**Short exercise a:**
From the entries below, reproduce the lines starting at the line that contains "Box the pyramid" and continuing through the end of the entries, including both ends. Do not include the pictures.

**Passage:**
Emperor of the Trần dynasty
- Reign: 1398–1400
- Predecessor: Trần Thuận Tông
- Successor: Dynasty collapsed Hồ Quý Ly of Hồ dynasty
- Born: 1396 Thăng Long, Đại Việt
- Died: Unknown Unknown
- Burial: Thăng Long, Đại Việt

Names
- Trần Yên (陳𭴣)

Era dates
- Kiến Tân (建新)

Posthumous name
- King Bảo Ninh (保寧大王)
- House: Trần dynasty
- Father: Trần Thuận Tông
- Mother: Queen Thánh Ngâu
- Religion: Buddhism

= Trần Thiếu Đế =

Trần Thiếu Đế (陳少帝, 1396–?), was the twelfth and the last emperor of the Trần dynasty who reigned over Vietnam from 1398 to 1400.

==Biography==
Trần Thiếu Đế's name (𤇼 / Yên) was suggested by Khâm định Việt sử thông giám cương mục, because Nguyễn dynasty's officials could not find the exact Chinese character for this sovereign (National Bureau for Historical Record 1998). At the age of only three, he was chosen to succeed his father Trần Thuận Tông who was forced by regent Hồ Quý Ly to resign and hold the title Retired Emperor. Only two years after Thiếu Đế's coronation, Hồ Quý Ly overthrew the Emperor to establish his own dynasty, the Hồ dynasty.

===Childhood===
Thiếu Đế (Young Emperor) was born in 1396 as Trần Yên (陳𭴣), first child of the Emperor Trần Thuận Tông, and his wife, the Queen Thánh Ngâu who was daughter of Hồ Quý Ly. On March 15 of the Lunar calendar, 1398, under pressure of Hồ Quý Ly, Thuận Tông had to cede the throne to his three-year-old son, now Trần Thiếu Đế, and held the position of retired emperor.

**Short exercise b:**
Summarize the passage on Trần Thiếu Đế in two sentences.

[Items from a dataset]

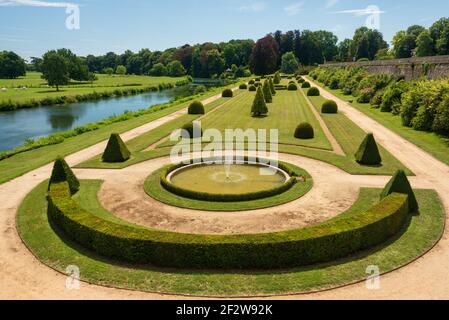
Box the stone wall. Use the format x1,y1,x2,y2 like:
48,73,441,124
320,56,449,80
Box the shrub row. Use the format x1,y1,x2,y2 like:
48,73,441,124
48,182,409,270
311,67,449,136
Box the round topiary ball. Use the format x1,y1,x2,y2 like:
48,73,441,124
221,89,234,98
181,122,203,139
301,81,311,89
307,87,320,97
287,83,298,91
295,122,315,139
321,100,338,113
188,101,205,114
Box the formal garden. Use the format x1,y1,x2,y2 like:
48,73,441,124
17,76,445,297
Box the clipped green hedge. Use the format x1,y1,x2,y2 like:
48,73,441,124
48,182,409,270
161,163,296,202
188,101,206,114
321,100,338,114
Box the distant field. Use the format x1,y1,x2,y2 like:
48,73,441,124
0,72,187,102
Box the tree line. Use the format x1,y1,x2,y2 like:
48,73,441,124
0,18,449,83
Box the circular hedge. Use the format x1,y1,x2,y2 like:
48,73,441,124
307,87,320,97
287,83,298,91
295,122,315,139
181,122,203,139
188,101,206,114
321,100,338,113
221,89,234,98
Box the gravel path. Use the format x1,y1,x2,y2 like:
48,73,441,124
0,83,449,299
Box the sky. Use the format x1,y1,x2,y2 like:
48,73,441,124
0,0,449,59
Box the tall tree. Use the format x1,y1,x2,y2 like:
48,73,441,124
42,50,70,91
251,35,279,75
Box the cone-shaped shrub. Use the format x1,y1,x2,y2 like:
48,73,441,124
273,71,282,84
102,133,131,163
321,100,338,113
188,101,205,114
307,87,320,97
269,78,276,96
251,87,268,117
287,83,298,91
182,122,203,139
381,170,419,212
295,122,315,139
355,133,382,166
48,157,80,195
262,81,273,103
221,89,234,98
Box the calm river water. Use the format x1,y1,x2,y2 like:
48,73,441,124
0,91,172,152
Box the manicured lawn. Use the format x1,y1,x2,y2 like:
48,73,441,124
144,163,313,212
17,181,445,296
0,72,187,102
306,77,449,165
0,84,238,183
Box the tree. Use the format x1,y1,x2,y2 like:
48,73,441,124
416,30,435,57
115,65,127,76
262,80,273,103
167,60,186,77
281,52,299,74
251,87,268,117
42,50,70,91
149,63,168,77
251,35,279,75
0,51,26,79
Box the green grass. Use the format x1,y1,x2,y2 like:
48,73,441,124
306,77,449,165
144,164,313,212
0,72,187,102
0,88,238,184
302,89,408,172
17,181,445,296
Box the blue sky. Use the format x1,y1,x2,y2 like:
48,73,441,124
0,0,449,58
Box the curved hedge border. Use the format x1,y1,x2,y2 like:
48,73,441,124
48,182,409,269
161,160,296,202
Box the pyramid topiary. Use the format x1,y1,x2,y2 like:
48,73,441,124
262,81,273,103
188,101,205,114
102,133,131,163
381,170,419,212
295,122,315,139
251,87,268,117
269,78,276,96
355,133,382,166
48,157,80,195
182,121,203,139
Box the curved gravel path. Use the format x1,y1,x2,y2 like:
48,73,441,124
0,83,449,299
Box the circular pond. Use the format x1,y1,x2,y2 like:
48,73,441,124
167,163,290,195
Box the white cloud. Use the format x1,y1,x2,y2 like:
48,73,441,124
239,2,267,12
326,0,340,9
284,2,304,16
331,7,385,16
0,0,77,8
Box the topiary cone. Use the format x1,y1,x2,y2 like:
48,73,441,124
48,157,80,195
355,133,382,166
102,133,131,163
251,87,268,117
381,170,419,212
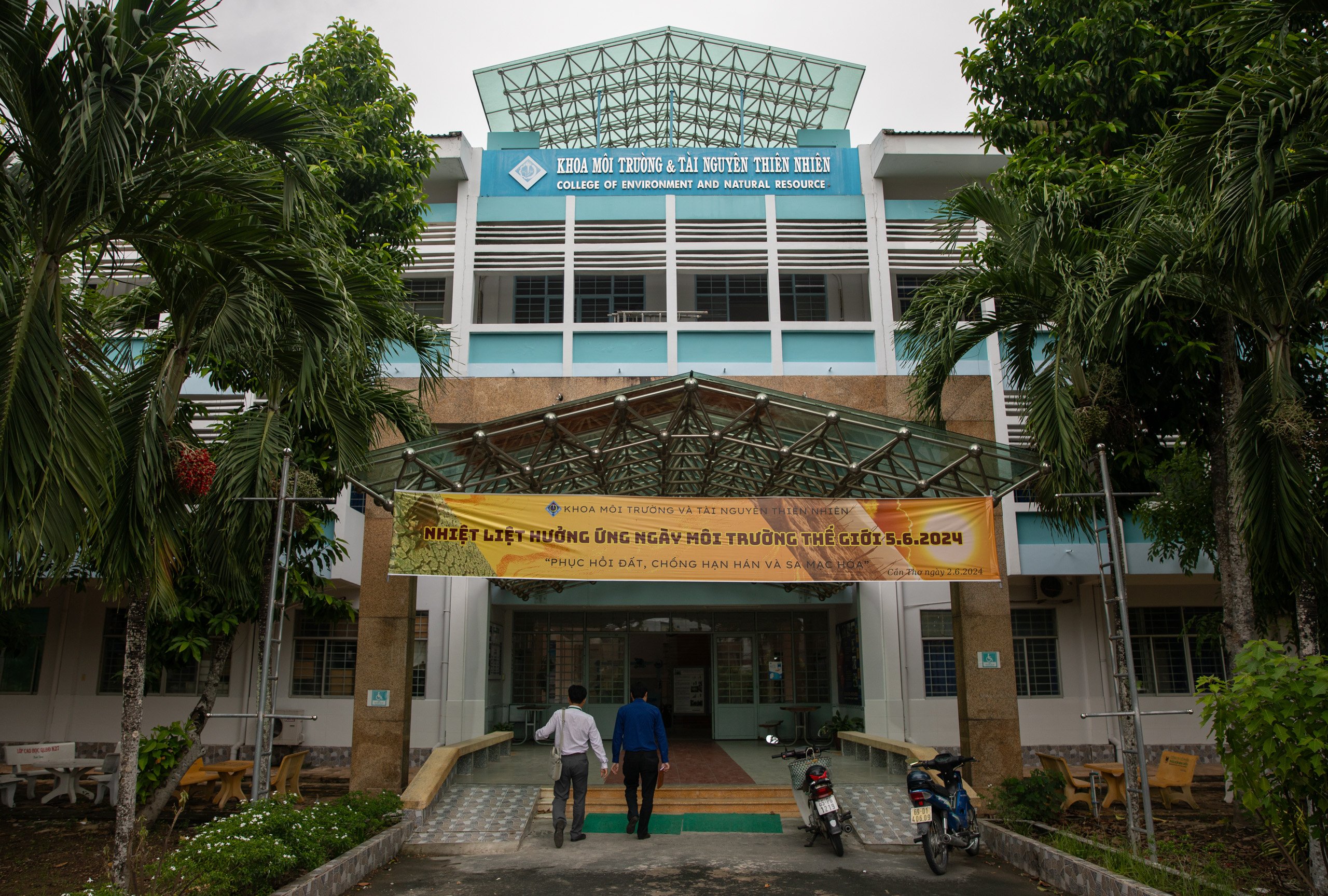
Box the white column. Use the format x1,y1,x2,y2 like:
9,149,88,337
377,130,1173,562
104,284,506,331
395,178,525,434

**Written solution a:**
Box the pyramid topiary. Use the format x1,y1,x2,y2 like:
48,73,441,124
262,81,273,103
188,101,205,114
102,133,131,163
381,170,419,212
295,122,315,139
251,87,268,117
269,78,276,96
355,133,382,166
48,157,80,195
182,121,203,139
Box the curved gravel path. Use the format x1,y1,x2,y2 like:
48,73,441,124
0,83,449,299
Box the circular pond. Use the format x1,y1,x2,y2 like:
48,73,441,124
167,163,290,195
Box the white cloud. Use the format x1,y1,x2,y2 like:
48,73,441,124
239,2,267,12
326,0,340,9
284,2,304,16
331,7,385,16
0,0,77,8
Box the topiary cone. Use the format x1,y1,x2,y2 like:
48,73,441,124
48,157,80,195
355,133,382,166
102,133,131,163
251,87,268,117
381,170,419,212
Box the white column. Use the format x1,y1,x2,y2 like:
9,149,88,337
377,130,1173,562
104,284,506,331
395,178,525,434

**Written solution b:**
Trần Thiếu Đế, born Trần Yên in 1396 as the first child of Emperor Trần Thuận Tông and Queen Thánh Ngâu, was the twelfth and last emperor of the Trần dynasty and reigned over Vietnam from 1398 to 1400. He became emperor at the age of three after Hồ Quý Ly forced his father to give up the throne, and two years later Hồ Quý Ly overthrew him to establish the Hồ dynasty.